■ Region pointing data
::::::

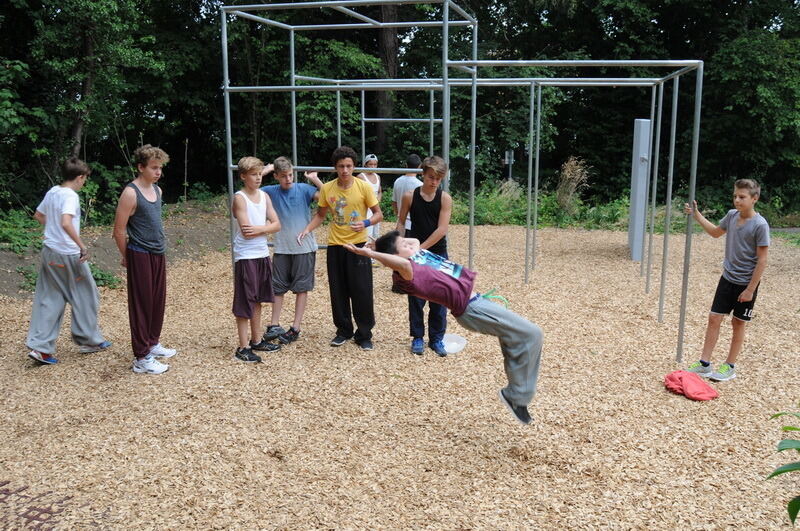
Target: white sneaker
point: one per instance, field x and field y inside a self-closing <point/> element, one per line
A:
<point x="159" y="351"/>
<point x="149" y="365"/>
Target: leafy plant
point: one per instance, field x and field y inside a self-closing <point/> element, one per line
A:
<point x="793" y="507"/>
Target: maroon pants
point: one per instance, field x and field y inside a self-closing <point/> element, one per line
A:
<point x="147" y="296"/>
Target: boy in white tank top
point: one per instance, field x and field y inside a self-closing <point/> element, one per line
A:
<point x="252" y="277"/>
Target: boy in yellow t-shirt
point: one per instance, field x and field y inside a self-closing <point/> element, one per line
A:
<point x="349" y="275"/>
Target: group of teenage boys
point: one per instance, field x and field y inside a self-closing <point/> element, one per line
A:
<point x="416" y="252"/>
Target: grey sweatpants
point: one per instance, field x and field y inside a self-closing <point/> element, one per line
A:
<point x="63" y="279"/>
<point x="520" y="341"/>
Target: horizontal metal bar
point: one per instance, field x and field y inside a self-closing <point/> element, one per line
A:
<point x="340" y="3"/>
<point x="331" y="88"/>
<point x="359" y="16"/>
<point x="578" y="63"/>
<point x="262" y="20"/>
<point x="423" y="120"/>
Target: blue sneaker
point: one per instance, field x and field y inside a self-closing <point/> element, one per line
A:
<point x="417" y="346"/>
<point x="438" y="348"/>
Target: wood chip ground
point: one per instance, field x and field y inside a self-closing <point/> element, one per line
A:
<point x="323" y="437"/>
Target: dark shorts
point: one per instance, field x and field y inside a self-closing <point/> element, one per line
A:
<point x="726" y="299"/>
<point x="252" y="284"/>
<point x="293" y="272"/>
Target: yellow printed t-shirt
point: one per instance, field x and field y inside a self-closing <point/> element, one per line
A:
<point x="346" y="206"/>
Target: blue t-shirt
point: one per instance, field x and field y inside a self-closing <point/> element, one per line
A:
<point x="292" y="207"/>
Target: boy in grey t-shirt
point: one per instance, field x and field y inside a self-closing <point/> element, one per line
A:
<point x="746" y="246"/>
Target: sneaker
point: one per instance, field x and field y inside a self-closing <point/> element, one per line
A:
<point x="438" y="348"/>
<point x="264" y="346"/>
<point x="520" y="412"/>
<point x="247" y="355"/>
<point x="41" y="357"/>
<point x="417" y="346"/>
<point x="149" y="365"/>
<point x="365" y="344"/>
<point x="88" y="349"/>
<point x="724" y="373"/>
<point x="289" y="336"/>
<point x="159" y="351"/>
<point x="699" y="368"/>
<point x="338" y="341"/>
<point x="272" y="332"/>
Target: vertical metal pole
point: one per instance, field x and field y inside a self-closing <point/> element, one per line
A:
<point x="698" y="95"/>
<point x="654" y="181"/>
<point x="536" y="175"/>
<point x="338" y="118"/>
<point x="472" y="137"/>
<point x="446" y="91"/>
<point x="530" y="182"/>
<point x="363" y="129"/>
<point x="430" y="127"/>
<point x="649" y="167"/>
<point x="228" y="142"/>
<point x="293" y="97"/>
<point x="668" y="200"/>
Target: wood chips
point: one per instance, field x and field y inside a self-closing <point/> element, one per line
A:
<point x="323" y="437"/>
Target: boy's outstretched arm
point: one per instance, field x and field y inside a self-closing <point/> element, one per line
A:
<point x="392" y="261"/>
<point x="709" y="227"/>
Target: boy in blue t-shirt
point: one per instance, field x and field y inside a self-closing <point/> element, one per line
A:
<point x="746" y="246"/>
<point x="292" y="261"/>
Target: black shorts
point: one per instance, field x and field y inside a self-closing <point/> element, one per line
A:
<point x="293" y="272"/>
<point x="726" y="299"/>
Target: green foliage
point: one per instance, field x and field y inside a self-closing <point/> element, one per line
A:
<point x="19" y="232"/>
<point x="793" y="507"/>
<point x="104" y="278"/>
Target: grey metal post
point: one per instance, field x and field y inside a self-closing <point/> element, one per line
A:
<point x="363" y="130"/>
<point x="649" y="167"/>
<point x="698" y="95"/>
<point x="530" y="182"/>
<point x="668" y="199"/>
<point x="430" y="132"/>
<point x="536" y="175"/>
<point x="472" y="136"/>
<point x="446" y="91"/>
<point x="654" y="181"/>
<point x="228" y="141"/>
<point x="294" y="96"/>
<point x="338" y="118"/>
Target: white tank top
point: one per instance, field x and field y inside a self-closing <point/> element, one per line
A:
<point x="249" y="248"/>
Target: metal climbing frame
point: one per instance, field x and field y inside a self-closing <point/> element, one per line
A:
<point x="446" y="83"/>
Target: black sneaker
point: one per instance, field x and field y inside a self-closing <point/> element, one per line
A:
<point x="264" y="346"/>
<point x="247" y="355"/>
<point x="289" y="336"/>
<point x="365" y="344"/>
<point x="272" y="332"/>
<point x="338" y="341"/>
<point x="520" y="412"/>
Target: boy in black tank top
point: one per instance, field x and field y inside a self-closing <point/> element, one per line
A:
<point x="140" y="239"/>
<point x="430" y="208"/>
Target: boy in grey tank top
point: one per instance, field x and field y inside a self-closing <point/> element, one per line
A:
<point x="746" y="246"/>
<point x="140" y="239"/>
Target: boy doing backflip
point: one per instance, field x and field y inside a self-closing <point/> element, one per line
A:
<point x="293" y="262"/>
<point x="64" y="275"/>
<point x="252" y="275"/>
<point x="140" y="238"/>
<point x="430" y="208"/>
<point x="746" y="246"/>
<point x="428" y="276"/>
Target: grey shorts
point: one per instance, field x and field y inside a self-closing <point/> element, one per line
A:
<point x="293" y="272"/>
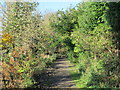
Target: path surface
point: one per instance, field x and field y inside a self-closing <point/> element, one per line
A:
<point x="58" y="75"/>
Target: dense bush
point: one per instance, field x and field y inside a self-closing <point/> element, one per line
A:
<point x="27" y="47"/>
<point x="92" y="31"/>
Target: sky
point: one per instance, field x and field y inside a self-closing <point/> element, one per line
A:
<point x="46" y="7"/>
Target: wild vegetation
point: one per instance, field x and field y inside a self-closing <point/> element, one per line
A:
<point x="88" y="35"/>
<point x="90" y="32"/>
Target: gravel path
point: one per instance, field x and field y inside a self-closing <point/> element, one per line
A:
<point x="57" y="76"/>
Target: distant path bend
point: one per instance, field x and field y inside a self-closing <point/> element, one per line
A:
<point x="58" y="75"/>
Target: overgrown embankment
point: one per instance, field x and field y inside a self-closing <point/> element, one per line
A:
<point x="90" y="33"/>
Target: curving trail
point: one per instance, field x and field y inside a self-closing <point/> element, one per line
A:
<point x="57" y="76"/>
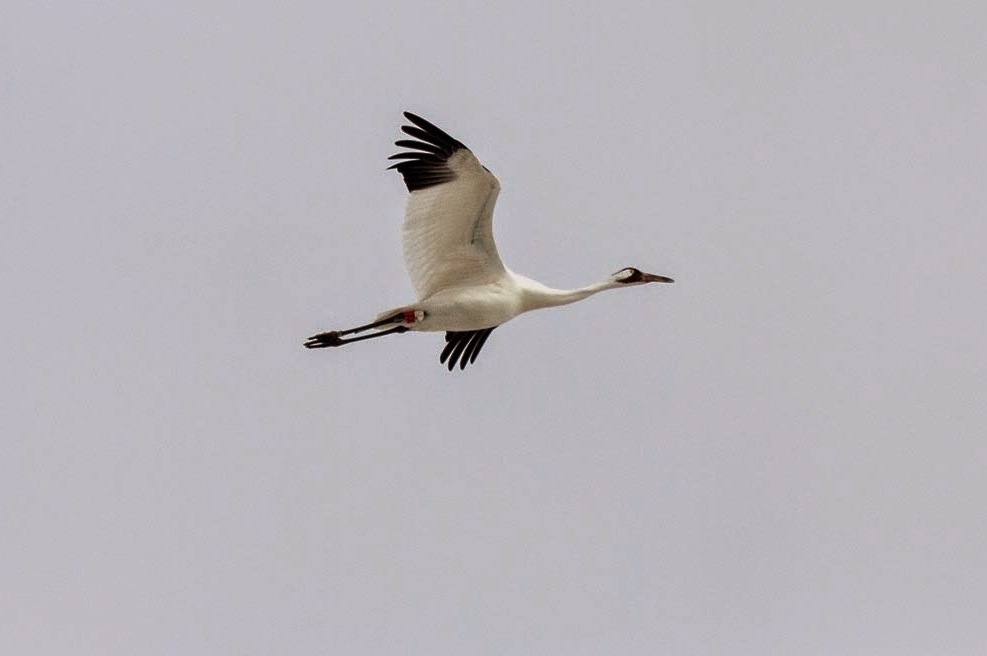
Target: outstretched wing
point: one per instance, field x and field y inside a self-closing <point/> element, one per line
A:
<point x="464" y="346"/>
<point x="448" y="222"/>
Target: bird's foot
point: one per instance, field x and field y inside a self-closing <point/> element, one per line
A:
<point x="324" y="340"/>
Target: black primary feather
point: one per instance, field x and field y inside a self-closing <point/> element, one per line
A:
<point x="426" y="164"/>
<point x="463" y="346"/>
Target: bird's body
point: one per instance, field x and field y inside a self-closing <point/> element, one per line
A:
<point x="462" y="285"/>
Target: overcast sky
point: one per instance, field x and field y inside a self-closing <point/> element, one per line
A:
<point x="782" y="453"/>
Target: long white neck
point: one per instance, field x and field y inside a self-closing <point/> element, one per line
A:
<point x="537" y="295"/>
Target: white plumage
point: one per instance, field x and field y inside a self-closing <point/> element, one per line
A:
<point x="462" y="285"/>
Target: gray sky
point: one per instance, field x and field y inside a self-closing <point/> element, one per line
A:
<point x="781" y="453"/>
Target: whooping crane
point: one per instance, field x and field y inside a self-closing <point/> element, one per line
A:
<point x="463" y="287"/>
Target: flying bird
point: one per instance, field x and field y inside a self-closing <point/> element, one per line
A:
<point x="462" y="285"/>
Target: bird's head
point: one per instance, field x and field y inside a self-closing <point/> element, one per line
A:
<point x="631" y="276"/>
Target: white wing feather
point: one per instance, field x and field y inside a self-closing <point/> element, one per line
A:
<point x="448" y="230"/>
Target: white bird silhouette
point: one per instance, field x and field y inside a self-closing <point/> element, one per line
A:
<point x="463" y="286"/>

::::::

■ ASSIGNMENT
Give the lines exactly, from the first line of the entries to the line with "Target: boy in yellow t-shirt", both ends included. Skip the pictures.

■ ANSWER SPACE
Target: white sneaker
point: one per instance, field x and field y inside a self-closing <point/> element, one per line
A:
<point x="159" y="351"/>
<point x="149" y="365"/>
Target: leafy plant
point: one per instance, field x and field y inside a self-closing <point/> element, one per line
A:
<point x="793" y="507"/>
Target: maroon pants
point: one per instance, field x and field y inside a self-closing <point/> element, one per line
A:
<point x="147" y="296"/>
Target: boy in white tank top
point: one per instance, field x and field y inside a self-closing <point/> element, one per line
A:
<point x="252" y="277"/>
Target: boy in yellow t-shirt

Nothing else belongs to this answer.